タルコフスキーの映画をスクリーンで拝見したのは、学生時代に授業の一環として広い講堂で鑑賞した「ストーカー」以来である。
今回の製作は生まれ育ったソビエト(現ロシア)ではなく、イタリアからの海外による資本協力で撮影された国際的な映画である。緻密に計算された圧倒的な映像の美しさには見惚れたが、難解で詩的な台詞の言い回しを追ってしまったため、一度だけでは内容の理解ができず、後日になるが字幕を読まずに映像だけに焦点を当てた異例の再鑑賞をおこなった。
「ノスタルジア」はタルコフスキーの原体験による父性の劣等感や宗教による死生観、そして望郷から生まれる観念的世界を水や火、光や陰影などの自然を媒介して描かれており、公開後の亡命宣言(1984年)に至るまでの葛藤が映画から読み取ることができる。
登場人物である詩人アンドレイ・ゴルチャコフはタルコフスキーの分身であるが、幼いときに家族を捨てた詩人である父親の投影でもある。それはアンドレイが母国を去ったように、自身と父親像をなぞらせて重ね合わせている。また言葉の壁をフォローする仕事上のパートナーで翻訳家でもあるドミツィアナ(イタリア)の愛人関係と置き去りにした妻(祖国であるソビエト)との相反するジレンマも抱えている。
1+1=1という定理
「一滴プラス一滴は、大きな一滴になり、世界は一つになるべきである。」
狂人学者ドメニクが提唱する、すべてがひとつという概念はボーダレス、もしくはグローバリズムによる地球主義は、個人の自由を否定し、全体主義的な一体感を強調する共産主義イデオロギーの発展系のようであり、アンドレイ本人ではない鏡に映し出されるドメニクの顔は、ひとつ(1)に統合(+)された自身の姿は、ドミツィアナの肉感的な誘惑よりも、古き良き社会主義的な思想に自身の故郷と同様に惹かれたのだろう。

> 資料

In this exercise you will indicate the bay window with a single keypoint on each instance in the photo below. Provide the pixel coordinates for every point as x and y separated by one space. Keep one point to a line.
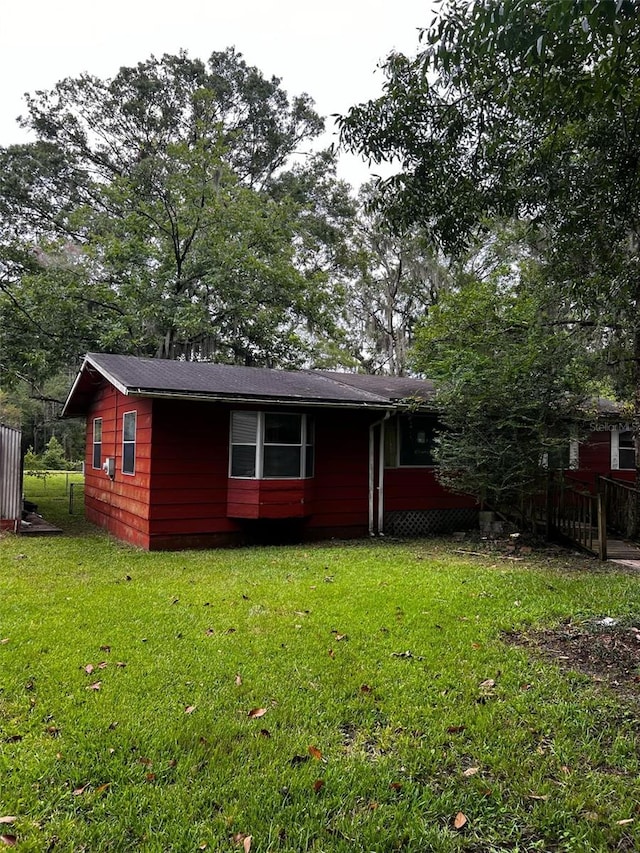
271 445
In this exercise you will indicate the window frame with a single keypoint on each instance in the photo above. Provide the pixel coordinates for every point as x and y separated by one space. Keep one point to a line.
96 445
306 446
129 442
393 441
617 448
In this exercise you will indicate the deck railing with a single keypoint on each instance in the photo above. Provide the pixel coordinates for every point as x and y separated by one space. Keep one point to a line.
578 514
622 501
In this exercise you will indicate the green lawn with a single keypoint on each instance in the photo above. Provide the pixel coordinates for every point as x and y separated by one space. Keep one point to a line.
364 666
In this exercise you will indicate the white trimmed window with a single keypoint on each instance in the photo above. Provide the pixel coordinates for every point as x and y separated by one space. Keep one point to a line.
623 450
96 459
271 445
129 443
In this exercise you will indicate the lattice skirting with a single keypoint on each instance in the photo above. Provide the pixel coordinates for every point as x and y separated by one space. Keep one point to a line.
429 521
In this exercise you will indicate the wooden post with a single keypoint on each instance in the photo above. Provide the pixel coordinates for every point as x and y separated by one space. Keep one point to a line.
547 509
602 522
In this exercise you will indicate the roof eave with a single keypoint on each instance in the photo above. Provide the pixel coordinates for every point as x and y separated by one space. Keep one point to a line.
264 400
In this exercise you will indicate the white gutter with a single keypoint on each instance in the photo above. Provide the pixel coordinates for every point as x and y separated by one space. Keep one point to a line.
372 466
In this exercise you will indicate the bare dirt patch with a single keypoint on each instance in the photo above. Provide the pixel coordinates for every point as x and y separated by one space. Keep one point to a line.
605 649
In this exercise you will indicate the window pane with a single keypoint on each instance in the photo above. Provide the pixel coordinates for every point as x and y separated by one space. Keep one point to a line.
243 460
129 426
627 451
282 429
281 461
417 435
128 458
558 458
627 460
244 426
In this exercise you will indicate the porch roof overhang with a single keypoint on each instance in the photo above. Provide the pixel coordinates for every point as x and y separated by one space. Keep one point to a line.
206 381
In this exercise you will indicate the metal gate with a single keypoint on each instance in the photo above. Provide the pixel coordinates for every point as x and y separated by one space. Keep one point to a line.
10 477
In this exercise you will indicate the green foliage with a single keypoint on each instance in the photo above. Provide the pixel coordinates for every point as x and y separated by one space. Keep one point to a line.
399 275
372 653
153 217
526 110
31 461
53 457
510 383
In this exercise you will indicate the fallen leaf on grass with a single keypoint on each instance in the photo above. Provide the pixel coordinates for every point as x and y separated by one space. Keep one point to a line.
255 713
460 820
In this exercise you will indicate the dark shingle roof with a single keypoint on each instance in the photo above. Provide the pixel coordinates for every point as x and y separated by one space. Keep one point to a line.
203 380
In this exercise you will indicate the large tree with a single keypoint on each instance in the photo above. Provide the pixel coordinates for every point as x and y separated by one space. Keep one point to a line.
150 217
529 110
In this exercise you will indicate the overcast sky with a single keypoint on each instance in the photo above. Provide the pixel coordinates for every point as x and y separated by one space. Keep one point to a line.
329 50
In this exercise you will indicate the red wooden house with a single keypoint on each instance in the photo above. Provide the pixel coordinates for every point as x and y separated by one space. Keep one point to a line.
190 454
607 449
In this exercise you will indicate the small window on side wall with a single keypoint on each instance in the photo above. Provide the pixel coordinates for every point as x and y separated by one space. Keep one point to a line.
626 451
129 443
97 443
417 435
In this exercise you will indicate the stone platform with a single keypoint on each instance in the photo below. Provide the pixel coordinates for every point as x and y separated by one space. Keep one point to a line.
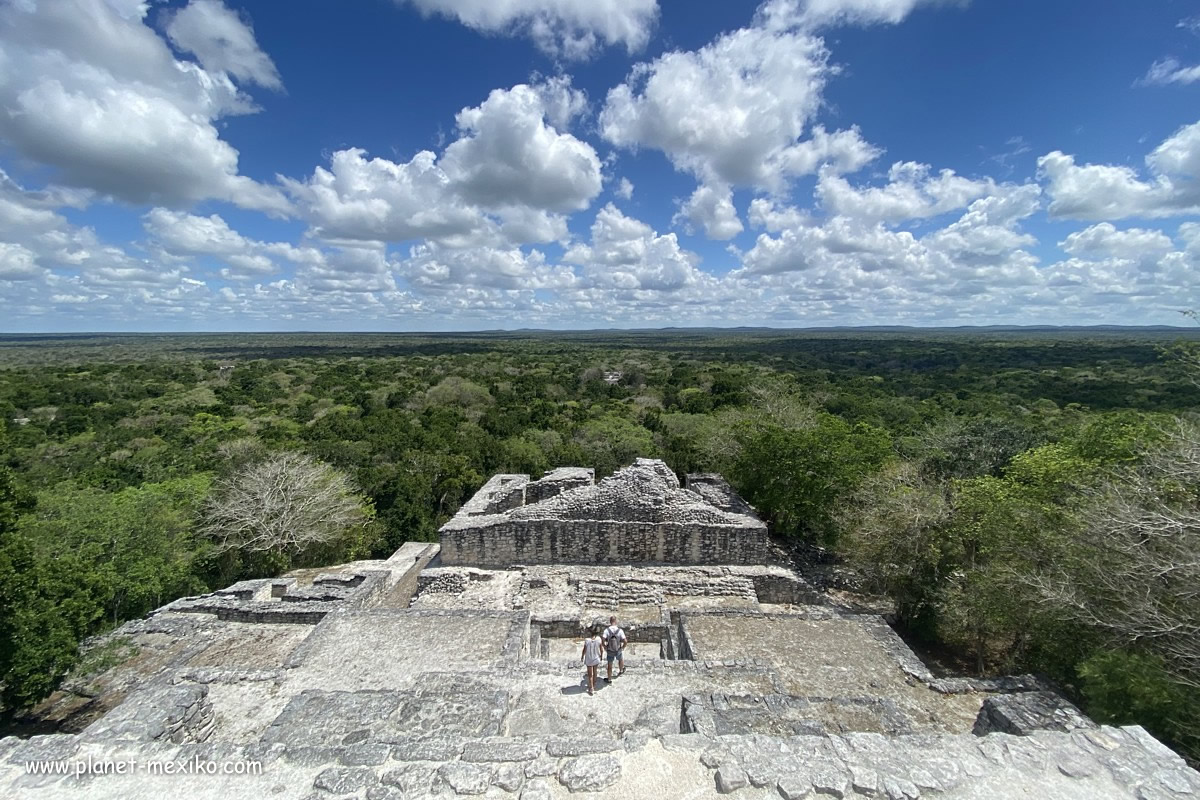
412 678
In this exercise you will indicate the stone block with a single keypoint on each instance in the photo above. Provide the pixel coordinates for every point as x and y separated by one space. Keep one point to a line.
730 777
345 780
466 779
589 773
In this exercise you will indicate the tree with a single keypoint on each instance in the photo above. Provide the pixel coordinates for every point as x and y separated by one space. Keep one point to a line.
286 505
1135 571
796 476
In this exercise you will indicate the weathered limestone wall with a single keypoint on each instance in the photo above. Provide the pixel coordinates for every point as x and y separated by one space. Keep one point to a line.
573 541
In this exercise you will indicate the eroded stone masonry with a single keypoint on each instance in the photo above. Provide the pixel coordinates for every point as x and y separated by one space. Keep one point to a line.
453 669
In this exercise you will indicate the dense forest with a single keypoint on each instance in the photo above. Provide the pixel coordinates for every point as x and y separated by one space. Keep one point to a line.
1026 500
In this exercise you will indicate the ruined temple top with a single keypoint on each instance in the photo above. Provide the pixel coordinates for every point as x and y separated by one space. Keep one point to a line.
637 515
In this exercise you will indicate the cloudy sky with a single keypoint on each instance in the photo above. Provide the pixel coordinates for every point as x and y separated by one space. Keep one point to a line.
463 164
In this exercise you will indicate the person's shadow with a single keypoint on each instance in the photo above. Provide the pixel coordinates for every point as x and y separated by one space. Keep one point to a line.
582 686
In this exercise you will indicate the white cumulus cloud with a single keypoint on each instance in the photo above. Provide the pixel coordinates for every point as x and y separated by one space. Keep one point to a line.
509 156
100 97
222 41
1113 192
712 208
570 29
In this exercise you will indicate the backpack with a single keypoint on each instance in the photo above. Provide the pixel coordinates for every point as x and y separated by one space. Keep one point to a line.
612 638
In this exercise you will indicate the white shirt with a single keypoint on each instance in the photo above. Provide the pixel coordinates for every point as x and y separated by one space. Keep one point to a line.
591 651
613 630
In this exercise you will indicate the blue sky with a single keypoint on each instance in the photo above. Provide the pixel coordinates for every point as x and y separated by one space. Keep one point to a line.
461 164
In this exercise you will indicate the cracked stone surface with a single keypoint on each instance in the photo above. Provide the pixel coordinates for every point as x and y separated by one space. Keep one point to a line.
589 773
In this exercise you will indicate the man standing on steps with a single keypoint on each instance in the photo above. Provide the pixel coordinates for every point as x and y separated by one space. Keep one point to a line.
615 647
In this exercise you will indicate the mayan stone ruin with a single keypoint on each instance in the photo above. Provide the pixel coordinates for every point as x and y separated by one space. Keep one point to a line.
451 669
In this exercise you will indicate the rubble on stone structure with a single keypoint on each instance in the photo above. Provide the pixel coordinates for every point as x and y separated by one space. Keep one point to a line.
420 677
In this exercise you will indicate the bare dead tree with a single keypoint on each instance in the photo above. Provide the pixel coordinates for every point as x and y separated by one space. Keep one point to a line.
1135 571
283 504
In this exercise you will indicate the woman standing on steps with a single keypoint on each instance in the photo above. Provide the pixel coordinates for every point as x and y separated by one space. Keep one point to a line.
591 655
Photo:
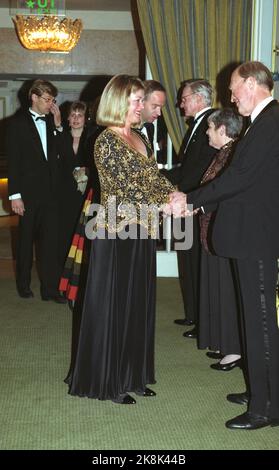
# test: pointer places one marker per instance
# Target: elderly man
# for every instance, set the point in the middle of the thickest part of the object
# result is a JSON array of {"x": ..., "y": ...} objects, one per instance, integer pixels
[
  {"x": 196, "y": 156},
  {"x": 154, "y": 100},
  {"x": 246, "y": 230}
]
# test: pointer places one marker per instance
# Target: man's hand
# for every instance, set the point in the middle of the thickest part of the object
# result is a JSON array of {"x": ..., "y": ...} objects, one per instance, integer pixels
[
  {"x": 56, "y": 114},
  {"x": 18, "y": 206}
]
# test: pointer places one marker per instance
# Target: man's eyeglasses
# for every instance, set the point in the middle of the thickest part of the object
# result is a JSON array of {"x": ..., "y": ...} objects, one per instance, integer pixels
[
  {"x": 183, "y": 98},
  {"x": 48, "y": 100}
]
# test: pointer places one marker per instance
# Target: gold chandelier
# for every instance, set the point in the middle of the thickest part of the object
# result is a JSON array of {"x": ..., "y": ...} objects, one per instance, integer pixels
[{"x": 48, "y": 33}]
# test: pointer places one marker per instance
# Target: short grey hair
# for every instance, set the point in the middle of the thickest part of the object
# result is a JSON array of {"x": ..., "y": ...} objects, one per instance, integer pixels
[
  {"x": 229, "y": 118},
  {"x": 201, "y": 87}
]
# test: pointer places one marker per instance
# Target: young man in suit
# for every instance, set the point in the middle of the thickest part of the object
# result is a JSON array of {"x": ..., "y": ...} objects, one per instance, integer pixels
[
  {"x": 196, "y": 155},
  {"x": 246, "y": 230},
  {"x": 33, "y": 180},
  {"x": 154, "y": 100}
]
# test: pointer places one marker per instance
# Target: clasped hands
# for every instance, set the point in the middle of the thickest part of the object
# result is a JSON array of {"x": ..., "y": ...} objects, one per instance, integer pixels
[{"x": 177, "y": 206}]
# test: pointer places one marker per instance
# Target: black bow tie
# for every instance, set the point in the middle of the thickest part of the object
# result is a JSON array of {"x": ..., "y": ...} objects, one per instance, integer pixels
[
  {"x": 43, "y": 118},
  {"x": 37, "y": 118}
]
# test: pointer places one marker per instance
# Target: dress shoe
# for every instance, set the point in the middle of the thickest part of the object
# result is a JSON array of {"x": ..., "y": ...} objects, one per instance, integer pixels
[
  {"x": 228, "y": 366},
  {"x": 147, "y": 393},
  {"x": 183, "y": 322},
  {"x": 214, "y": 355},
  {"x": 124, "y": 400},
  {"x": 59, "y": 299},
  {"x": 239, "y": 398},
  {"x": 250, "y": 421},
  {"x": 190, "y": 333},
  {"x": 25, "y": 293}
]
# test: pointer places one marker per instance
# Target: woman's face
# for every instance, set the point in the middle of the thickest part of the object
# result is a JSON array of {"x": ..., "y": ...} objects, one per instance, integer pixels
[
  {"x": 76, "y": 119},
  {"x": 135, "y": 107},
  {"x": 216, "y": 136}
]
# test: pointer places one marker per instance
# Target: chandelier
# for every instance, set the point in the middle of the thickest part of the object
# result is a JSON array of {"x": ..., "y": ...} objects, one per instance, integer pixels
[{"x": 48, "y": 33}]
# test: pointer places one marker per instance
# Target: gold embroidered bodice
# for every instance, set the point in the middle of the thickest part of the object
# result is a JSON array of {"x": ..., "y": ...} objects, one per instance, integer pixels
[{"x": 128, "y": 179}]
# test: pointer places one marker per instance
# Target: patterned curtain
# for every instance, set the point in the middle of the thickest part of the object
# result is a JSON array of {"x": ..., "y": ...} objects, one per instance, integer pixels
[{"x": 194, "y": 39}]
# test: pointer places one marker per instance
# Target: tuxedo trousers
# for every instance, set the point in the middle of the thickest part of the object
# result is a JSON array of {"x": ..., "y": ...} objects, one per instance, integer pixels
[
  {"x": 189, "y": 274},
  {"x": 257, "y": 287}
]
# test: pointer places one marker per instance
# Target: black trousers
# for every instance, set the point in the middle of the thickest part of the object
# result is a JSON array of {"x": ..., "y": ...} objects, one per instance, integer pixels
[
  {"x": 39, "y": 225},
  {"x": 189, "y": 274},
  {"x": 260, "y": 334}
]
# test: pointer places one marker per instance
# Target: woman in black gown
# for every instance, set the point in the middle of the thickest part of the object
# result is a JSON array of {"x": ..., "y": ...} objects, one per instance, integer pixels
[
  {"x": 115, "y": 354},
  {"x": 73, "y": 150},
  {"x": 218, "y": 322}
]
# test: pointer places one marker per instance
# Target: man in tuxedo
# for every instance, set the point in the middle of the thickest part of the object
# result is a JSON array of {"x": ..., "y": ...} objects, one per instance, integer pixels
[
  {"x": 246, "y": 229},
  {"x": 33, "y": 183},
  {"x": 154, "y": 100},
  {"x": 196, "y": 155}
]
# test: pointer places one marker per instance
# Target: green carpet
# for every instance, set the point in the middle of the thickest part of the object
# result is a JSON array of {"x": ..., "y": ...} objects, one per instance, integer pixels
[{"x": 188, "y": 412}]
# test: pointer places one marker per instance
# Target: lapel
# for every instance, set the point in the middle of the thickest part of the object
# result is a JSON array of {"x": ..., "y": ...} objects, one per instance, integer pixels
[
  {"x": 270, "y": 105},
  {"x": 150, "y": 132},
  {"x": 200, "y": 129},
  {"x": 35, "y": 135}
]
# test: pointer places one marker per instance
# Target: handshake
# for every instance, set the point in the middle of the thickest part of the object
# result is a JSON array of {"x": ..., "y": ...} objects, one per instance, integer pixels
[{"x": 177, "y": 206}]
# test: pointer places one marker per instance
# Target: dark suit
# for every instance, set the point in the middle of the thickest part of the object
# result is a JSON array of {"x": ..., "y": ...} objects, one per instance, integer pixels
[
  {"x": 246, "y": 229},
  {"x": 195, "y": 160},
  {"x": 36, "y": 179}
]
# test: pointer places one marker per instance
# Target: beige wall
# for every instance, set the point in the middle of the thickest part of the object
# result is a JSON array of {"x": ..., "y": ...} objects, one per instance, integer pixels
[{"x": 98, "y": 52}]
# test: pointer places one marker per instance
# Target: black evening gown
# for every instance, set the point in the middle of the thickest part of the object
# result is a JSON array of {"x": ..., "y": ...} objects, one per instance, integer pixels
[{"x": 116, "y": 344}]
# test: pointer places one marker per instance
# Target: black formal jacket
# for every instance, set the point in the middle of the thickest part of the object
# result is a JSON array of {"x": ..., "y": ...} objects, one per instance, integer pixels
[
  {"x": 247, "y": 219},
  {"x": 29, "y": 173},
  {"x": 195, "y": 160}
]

> 問題
1: 抜粋文のうち、「狂人学者ドメニクが提唱する、」を含む語句で始まり「郷と同様に惹かれたのだろう。」で終わる部分を、一字一句違えずに書き写してください。
2: 抜粋文によると、この映画はどの国からの資本協力で撮影されましたか。

> 解答
1:
狂人学者ドメニクが提唱する、すべてがひとつという概念はボーダレス、もしくはグローバリズムによる地球主義は、個人の自由を否定し、全体主義的な一体感を強調する共産主義イデオロギーの発展系のようであり、アンドレイ本人ではない鏡に映し出されるドメニクの顔は、ひとつ(1)に統合(+)された自身の姿は、ドミツィアナの肉感的な誘惑よりも、古き良き社会主義的な思想に自身の故郷と同様に惹かれたのだろう。

2: イタリアからの資本協力で撮影されました。